▽
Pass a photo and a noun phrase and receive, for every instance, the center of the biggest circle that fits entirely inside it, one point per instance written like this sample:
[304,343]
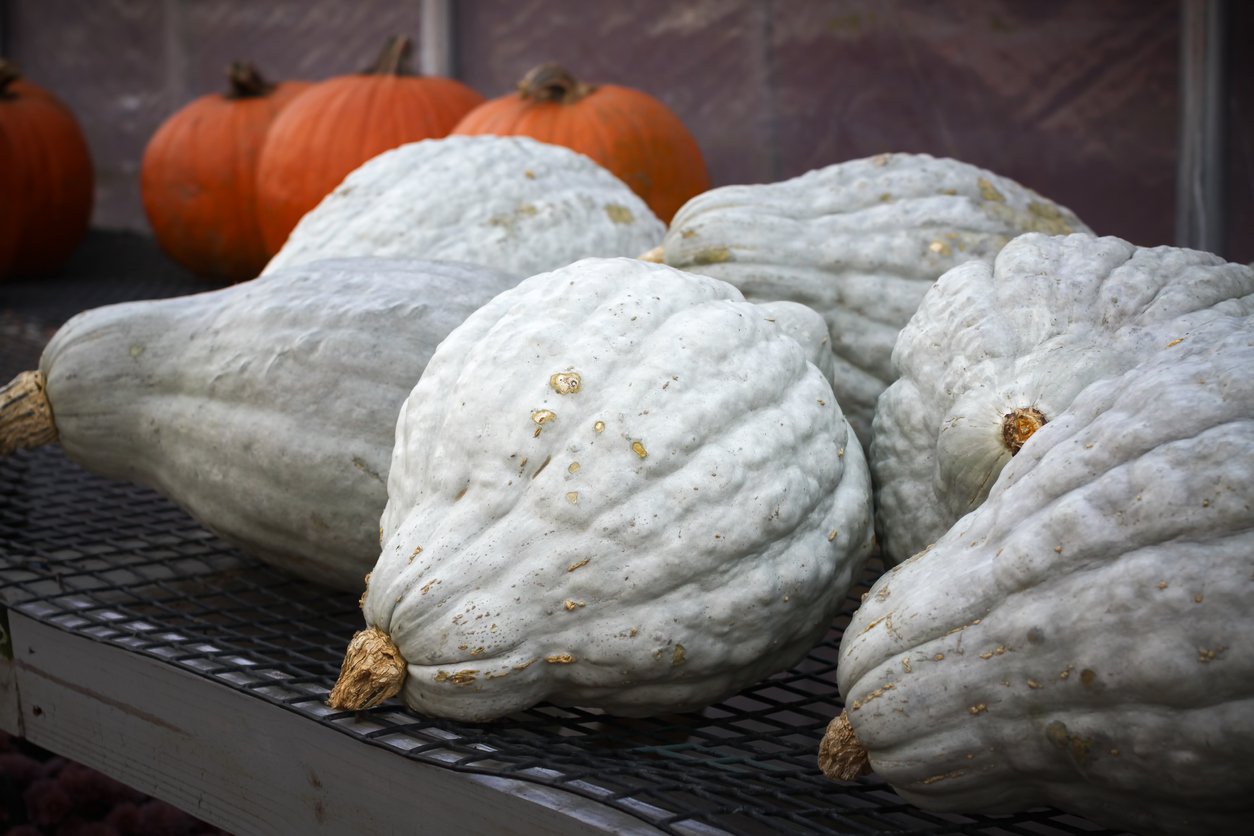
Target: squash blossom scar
[566,382]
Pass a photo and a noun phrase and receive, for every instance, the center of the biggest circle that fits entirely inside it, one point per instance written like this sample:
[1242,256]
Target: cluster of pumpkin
[226,178]
[641,486]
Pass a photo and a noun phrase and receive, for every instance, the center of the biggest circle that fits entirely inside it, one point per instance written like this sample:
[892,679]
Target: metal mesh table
[122,565]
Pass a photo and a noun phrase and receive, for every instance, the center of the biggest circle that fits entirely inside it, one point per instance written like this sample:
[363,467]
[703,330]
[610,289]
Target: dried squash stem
[373,671]
[840,756]
[25,414]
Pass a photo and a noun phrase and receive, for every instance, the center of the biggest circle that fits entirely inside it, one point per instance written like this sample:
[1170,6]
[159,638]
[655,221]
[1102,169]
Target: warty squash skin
[266,410]
[616,485]
[1030,332]
[1085,638]
[507,202]
[859,242]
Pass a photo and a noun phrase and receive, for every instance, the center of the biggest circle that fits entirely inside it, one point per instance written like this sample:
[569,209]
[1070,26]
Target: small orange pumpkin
[628,132]
[341,123]
[48,187]
[200,176]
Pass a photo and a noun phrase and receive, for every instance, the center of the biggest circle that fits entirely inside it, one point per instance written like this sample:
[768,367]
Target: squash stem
[373,671]
[25,414]
[246,82]
[553,83]
[1018,425]
[840,756]
[394,59]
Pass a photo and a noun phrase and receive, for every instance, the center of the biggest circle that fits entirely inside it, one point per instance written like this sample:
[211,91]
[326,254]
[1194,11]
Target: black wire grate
[123,565]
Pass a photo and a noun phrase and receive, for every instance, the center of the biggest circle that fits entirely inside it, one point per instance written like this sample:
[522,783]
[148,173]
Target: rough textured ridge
[507,202]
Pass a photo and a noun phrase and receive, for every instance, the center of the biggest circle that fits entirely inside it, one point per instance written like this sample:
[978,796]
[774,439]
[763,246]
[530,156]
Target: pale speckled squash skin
[266,410]
[859,242]
[1085,638]
[507,202]
[1050,317]
[637,584]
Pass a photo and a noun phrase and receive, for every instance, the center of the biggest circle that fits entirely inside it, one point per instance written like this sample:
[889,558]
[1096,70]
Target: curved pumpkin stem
[373,671]
[246,82]
[9,73]
[25,414]
[840,756]
[394,60]
[553,83]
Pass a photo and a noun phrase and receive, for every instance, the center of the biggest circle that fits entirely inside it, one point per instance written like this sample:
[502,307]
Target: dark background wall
[1074,98]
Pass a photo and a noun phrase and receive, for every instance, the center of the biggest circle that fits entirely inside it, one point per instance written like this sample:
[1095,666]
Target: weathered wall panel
[1072,98]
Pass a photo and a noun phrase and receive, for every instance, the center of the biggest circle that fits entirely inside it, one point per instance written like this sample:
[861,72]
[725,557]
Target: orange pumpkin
[49,186]
[341,123]
[628,132]
[200,176]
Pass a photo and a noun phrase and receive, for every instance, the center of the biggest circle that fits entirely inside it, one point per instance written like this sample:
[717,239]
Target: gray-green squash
[860,242]
[266,410]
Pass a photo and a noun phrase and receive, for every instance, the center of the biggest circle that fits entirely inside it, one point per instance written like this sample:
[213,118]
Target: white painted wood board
[255,768]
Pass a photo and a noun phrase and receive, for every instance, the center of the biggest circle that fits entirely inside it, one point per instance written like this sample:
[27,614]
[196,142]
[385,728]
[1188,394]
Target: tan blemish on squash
[942,777]
[1018,425]
[566,382]
[711,256]
[620,213]
[373,671]
[840,756]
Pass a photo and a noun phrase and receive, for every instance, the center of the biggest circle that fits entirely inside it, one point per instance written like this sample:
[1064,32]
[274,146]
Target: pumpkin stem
△
DIRECTIVE — Copy the material above exactly and drop the pictures.

RESPONSE TO THIS TASK —
Pass a photo and a noun phrase and receive, for every instance, the center of the biggest circle that fits entirely inside it, one point per instance written like this sample:
[304,343]
Target: squash blossom scar
[566,382]
Pass a photo and a noun phrase and receive, for every instance, the center of the biggest circle that fits entirely inside it, one point per instance written like this sample:
[1242,256]
Target: cluster of pumpkin
[226,178]
[641,486]
Pass a photo and a noun phrase and receive, for every instance, the center of the biggest circle that fits entirely inside it, one point per instance written like this sample:
[892,679]
Target: metal mesh table
[122,565]
Pass a photo and a noun phrase and receive, for every instance, the center of the biggest circle that fits entirely inside it, one point per instance written like this sample:
[363,467]
[703,330]
[610,289]
Target: dried squash stem
[373,671]
[840,756]
[25,414]
Pass a photo and a noun phrase and receive, for every instance, the center of the biggest circle that fits entirely inside it, one point per instance written like this sample:
[1170,6]
[159,638]
[655,221]
[1102,169]
Target: warty squash skin
[266,410]
[616,485]
[1030,332]
[1085,638]
[507,202]
[859,242]
Pass a photo and a noun phrase and receive, for every instance, the center of the biggest circle that fits entirely inside it, one point per instance written like this sample:
[569,209]
[1070,26]
Target: small orange pumpkin
[628,132]
[341,123]
[48,187]
[200,176]
Pass a photo and a noun phrase and receive, for every instance, the center of the biggest circle that fits entirely inside it, one point per instance written like this sample:
[768,367]
Target: squash stem
[373,671]
[25,414]
[246,82]
[553,83]
[1018,425]
[840,756]
[394,59]
Pass a photo and a noun phrase and receive, for every instance, the center of the biggest circle that fits entirely inside it, one point per instance written like this sample:
[211,91]
[326,254]
[1194,11]
Target: black wire grate
[123,565]
Pass a photo and a noun phrase and receive, for every instance, the center of the biggest circle that fits entirely inside it, one point per instance written like this sample:
[522,783]
[148,173]
Target: rough textured ridge
[507,202]
Pass a photo and a noun phrase and receive, for every instance, the center of the biggest circle that fits entirely inside it, one point per instance written like this sample:
[978,796]
[774,439]
[763,246]
[530,156]
Target: pale speckled squash skin
[266,410]
[859,242]
[1085,638]
[507,202]
[1050,317]
[637,584]
Pass a photo and a noun phrase and receive, for every instance, the center of the biggest circle that fits entirely inside it, one point per instance written like this sample:
[889,558]
[1096,70]
Target: curved pumpkin stem
[373,671]
[246,82]
[9,73]
[25,414]
[840,756]
[394,60]
[553,83]
Pass a photo and a noun phrase and receive, for every instance, the center of the biggest circle that fits entirely inside it, one point per instance written like this sample:
[502,307]
Target: dark background wall
[1074,98]
Pass a photo and a noun phrase and receive, for every instance, the center of the biggest circle that fits entirely inside it, one point per instance written like this sample:
[1095,666]
Target: weathered wall panel
[1072,98]
Pass a photo and a noun phrase and receive, for every instance, the center of the biggest circle that fits entirely inside it, one point per instance written like this sample:
[861,72]
[725,557]
Target: orange pumpkin
[49,186]
[341,123]
[628,132]
[200,176]
Pass a photo and a noun phrase and receive, for every instance, the center of the biggest circle that fits entirely inside it, one point per instance written like this sample:
[717,239]
Target: gray-green squash
[860,242]
[266,410]
Pass a photo and a noun phrase and receive, for every instance, the center of the biggest circle that fits entirely inside it, one point per instance written like this sample:
[213,118]
Target: white painted wood board
[255,768]
Pass a photo and a noun phrase and receive, for every instance, the center of the biggest circle that fits entirely inside it, one point per instance written like this sample:
[27,614]
[196,142]
[385,728]
[1188,394]
Target: tan blemish on squash
[942,777]
[1018,425]
[566,382]
[711,256]
[620,213]
[373,671]
[840,756]
Pass a photo and a noun phrase and receive, for every instance, the center of the biggest circle that fits entirely inside it, one point per instance written like this sample:
[1064,32]
[274,146]
Target: pumpkin stem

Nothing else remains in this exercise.